**SHORT PROBLEM:**
Copy the part of the data that opens with the line containing "task: outline the **stacked stone cairn**" and closes with the end of the data, keeping every line and adding 29 to each polygon vertex coordinate in the answers.

**INPUT MATERIAL:**
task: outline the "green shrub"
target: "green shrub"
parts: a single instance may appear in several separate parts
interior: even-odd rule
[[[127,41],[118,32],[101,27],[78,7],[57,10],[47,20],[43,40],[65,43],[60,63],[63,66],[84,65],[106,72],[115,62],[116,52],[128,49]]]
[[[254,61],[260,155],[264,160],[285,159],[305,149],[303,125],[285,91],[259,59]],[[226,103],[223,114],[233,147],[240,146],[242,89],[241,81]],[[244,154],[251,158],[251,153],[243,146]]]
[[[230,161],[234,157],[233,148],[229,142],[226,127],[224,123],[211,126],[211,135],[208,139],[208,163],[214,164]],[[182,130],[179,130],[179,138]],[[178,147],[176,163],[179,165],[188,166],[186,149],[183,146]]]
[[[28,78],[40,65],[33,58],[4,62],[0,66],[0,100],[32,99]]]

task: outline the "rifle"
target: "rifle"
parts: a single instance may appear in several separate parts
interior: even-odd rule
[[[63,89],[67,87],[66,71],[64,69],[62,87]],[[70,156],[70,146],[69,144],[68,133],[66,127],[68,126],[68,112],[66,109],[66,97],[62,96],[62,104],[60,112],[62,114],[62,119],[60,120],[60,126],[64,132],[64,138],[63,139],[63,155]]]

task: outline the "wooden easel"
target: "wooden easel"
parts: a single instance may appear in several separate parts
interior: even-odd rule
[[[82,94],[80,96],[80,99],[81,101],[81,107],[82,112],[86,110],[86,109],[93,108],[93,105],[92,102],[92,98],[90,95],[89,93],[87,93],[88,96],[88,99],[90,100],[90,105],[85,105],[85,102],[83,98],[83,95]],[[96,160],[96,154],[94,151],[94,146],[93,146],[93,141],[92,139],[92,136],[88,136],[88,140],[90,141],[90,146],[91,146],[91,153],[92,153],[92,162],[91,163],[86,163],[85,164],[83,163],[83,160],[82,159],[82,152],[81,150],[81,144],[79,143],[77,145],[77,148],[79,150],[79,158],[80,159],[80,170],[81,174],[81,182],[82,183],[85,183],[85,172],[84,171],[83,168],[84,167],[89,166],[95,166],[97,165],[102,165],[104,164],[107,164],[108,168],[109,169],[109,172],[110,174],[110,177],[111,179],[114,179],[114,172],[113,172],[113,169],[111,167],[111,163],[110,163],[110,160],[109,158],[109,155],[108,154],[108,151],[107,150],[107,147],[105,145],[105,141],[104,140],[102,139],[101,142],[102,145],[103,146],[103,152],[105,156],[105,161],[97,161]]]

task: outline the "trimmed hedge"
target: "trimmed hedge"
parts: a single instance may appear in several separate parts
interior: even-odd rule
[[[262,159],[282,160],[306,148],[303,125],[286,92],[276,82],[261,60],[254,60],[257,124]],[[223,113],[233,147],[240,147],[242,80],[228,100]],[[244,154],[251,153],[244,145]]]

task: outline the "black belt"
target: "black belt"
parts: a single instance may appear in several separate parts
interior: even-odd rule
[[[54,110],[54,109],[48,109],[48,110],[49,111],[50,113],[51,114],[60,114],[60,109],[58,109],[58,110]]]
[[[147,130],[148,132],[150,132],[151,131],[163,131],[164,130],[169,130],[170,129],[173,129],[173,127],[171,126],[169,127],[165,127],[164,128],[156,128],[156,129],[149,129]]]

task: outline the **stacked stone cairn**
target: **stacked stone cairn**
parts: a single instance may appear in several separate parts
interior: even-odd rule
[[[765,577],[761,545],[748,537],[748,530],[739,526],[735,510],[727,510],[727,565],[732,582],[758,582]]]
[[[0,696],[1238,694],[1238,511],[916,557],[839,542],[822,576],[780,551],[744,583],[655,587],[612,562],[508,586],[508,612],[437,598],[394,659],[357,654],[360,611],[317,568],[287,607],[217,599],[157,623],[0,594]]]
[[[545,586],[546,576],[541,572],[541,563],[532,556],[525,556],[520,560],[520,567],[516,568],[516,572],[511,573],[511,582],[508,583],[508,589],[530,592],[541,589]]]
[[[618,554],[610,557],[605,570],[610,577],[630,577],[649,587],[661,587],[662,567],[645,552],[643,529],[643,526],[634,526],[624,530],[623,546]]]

**RESULT OF THIS EXERCISE:**
task: outline the **stacked stone cairn**
target: **stacked stone cairn**
parts: a single instance may appear in several separate parts
interior: even-odd rule
[[[794,606],[790,574],[777,566],[777,559],[768,555],[764,539],[756,539],[756,594],[761,611],[787,611]]]
[[[29,725],[1267,723],[1267,540],[945,586],[868,571],[851,605],[809,580],[773,612],[684,616],[641,591],[537,615],[537,641],[466,627],[423,688],[386,683],[389,640],[346,597],[316,636],[246,628],[186,652],[29,623]]]
[[[574,615],[575,605],[570,601],[570,592],[561,585],[554,585],[549,589],[549,596],[545,597],[545,601],[540,602],[540,611],[537,612],[537,618],[559,621],[570,618]]]
[[[647,583],[639,586],[634,599],[639,606],[659,606],[678,616],[690,616],[691,596],[674,581],[672,558],[672,555],[663,555],[653,559],[652,575]]]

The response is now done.